* [Problem statement]
Translate this sentence from the abstract on identity formation research in Japan below into Spanish: "The study examines the lived experiences of two Catholic women, one Japanese and one Filipino, within a shared analytical frame."

Text passage section start

Lived Religion, Lived Translanguaging: Identity formation Research in Japan through A Critical Phenomenological Approach
DOI:
https://doi.org/10.62071/jssh.v14i2.810Keywords:
Human identity formation, Criticality, Phenomenology, Lived translanguaging, lived religion, PosthumanAbstract
Since the late twentieth century, identity research in applied linguistics has emphasized fluid and plural identities, often focusing on multilingual and minoritized individuals. Intersectionality has further supported this work by examining how language is implicated in socially and politically constructed categories such as nationality, race, gender, religion, and class. However, contemporary transnational conditions—including intensified ideological and religious tensions and the disruptions foregrounded during the COVID-19 pandemic—raise questions about how people experience continuity and ethical orientation amid fluid identities and shifting social positions. Drawing on longitudinal, rapport-based qualitative research in Japan, this paper introduces a phenomenology-informed conceptualization of identity as a “constituting self” and advances a critical phenomenological methodology. The study examines the lived experiences of two Catholic women, one Japanese and one Filipino, within a shared analytical frame. Rather than treating categories, labels, and binaries as fixed explanatory units, the analysis approaches them as shifting reference points through which participants interpret their lives across church and everyday contexts. The analysis traces disheartening and healing trajectories through which participants articulate what matters to them. These trajectories are interpreted as “lived religion,” understood as a moral and affective orientation embedded in everyday practice, through phenomenologically narrated “lived translanguaging,” encompassing sensual, emotional, linguistic, and non-linguistic meaning-making. Although small-scale, the study shows how a critical phenomenological approach can illuminate identity formation as an ongoing ethical becoming within transforming relational constellations. It also outlines directions for future identity research that attends to more-than-human relationality and the material conditions through which lived experience is sustained.

Text passage section end
Study material section start

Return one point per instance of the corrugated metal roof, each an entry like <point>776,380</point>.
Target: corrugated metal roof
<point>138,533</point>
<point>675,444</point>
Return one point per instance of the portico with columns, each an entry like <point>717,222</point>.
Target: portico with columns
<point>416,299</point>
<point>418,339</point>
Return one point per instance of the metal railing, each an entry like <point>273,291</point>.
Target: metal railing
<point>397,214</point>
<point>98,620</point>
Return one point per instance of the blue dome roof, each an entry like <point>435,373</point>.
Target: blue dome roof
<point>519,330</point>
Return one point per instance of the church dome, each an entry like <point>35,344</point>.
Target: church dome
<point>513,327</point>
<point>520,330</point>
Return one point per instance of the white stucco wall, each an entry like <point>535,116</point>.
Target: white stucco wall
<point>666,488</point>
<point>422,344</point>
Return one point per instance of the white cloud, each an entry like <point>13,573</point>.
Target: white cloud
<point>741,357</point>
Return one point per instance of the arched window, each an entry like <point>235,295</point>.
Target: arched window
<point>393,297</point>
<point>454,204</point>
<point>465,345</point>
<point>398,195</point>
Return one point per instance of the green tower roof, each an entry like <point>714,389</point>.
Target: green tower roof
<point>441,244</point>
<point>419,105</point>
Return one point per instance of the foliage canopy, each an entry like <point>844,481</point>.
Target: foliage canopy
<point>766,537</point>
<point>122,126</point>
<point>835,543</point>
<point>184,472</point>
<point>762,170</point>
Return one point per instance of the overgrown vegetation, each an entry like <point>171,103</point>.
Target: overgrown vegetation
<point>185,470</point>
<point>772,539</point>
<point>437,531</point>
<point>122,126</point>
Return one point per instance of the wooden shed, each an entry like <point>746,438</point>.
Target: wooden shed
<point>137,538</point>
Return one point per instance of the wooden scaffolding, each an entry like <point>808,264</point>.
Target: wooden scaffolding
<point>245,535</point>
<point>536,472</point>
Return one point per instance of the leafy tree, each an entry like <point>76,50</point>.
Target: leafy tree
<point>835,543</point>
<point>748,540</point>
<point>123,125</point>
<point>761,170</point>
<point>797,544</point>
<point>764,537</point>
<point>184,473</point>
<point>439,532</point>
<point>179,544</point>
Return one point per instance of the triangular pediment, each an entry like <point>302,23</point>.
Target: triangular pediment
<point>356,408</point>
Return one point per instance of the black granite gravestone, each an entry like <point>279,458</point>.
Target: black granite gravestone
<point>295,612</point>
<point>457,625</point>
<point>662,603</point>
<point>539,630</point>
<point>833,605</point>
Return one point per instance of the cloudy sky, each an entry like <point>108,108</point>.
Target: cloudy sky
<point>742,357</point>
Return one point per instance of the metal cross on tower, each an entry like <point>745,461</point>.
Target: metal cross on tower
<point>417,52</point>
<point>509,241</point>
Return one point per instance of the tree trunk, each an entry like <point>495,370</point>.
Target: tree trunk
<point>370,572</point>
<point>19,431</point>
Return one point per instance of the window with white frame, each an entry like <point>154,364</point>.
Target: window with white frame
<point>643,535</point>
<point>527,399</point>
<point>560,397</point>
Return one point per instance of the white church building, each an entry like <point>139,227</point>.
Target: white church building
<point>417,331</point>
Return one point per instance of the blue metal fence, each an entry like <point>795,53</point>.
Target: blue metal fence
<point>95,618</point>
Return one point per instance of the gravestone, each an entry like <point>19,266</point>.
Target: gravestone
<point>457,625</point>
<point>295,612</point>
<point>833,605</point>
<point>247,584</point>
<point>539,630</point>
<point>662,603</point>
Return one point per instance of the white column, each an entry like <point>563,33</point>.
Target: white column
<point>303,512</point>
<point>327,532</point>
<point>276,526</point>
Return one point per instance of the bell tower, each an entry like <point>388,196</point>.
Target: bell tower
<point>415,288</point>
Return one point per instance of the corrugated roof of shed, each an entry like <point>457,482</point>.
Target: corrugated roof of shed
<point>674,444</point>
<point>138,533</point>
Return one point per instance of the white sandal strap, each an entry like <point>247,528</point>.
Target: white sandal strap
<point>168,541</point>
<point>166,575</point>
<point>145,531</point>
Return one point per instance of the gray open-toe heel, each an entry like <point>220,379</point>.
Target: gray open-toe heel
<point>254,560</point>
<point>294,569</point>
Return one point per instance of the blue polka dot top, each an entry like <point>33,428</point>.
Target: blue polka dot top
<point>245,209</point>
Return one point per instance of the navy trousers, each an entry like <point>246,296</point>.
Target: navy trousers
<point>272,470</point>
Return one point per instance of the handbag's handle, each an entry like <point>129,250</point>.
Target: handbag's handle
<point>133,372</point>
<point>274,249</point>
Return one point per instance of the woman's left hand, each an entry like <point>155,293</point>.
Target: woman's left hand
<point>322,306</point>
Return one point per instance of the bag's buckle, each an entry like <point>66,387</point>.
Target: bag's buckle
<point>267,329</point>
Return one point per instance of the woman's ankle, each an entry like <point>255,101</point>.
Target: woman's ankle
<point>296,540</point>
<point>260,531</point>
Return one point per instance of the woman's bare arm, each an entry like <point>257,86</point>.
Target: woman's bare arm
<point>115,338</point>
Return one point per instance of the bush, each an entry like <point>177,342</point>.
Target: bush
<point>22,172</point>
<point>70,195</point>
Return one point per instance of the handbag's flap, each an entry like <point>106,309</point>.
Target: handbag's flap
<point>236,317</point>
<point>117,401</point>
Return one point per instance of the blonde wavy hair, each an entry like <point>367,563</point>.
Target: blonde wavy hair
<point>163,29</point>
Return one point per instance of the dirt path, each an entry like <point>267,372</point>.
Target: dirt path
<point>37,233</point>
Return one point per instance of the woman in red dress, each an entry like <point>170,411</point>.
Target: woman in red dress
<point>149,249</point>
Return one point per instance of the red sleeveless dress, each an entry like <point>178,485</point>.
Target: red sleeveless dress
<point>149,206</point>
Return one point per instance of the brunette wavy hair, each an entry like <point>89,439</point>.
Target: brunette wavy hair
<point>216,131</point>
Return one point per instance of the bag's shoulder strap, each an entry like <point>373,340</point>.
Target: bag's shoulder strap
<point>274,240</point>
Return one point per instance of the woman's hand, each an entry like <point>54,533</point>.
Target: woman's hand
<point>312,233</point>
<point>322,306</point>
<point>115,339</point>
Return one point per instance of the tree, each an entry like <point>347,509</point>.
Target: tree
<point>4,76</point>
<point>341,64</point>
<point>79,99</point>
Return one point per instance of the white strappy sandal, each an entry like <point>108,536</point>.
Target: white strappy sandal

Study material section end

* [Reply]
El estudio examina las experiencias vividas de dos mujeres católicas, una japonesa y una filipina, dentro de un marco analítico compartido.